----- LISTED RECORDS -----

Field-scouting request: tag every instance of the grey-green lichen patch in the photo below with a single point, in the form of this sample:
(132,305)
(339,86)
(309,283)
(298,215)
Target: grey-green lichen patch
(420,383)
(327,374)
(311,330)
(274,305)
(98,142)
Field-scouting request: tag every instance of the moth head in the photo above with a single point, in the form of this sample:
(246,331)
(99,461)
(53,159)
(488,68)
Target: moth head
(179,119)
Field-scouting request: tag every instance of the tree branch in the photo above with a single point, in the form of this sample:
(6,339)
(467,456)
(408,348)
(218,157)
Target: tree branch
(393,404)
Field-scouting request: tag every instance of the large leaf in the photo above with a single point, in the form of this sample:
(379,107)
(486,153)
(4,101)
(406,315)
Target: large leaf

-----

_TO BE DONE_
Turn the lines of all the records above into a numbered list, with one item per line and blank lines omitted.

_REPLY_
1. Field-scouting request: tag every instance of the grey-green lichen patch in the photo below with a single point, in the form of this sample:
2. (132,305)
3. (339,86)
4. (309,283)
5. (298,215)
6. Target: grey-green lichen patch
7. (420,383)
8. (327,374)
9. (311,330)
10. (274,305)
11. (98,142)
12. Field-scouting request: tag every instance of the moth head in the photo above with a single point, in the form of this sample:
13. (246,331)
14. (99,461)
15. (53,159)
16. (488,68)
17. Target: moth head
18. (179,119)
19. Field-scouting request: tag every instance of the tree branch in the photo above with a single point, in the form of this sample:
20. (6,339)
21. (467,456)
22. (408,348)
23. (218,157)
24. Target: tree branch
25. (393,404)
26. Field-scouting request: tag every instance of the large leaf in the photo above with a single point, in the form of this sample:
27. (379,107)
28. (486,153)
29. (4,101)
30. (406,315)
31. Target: large leaf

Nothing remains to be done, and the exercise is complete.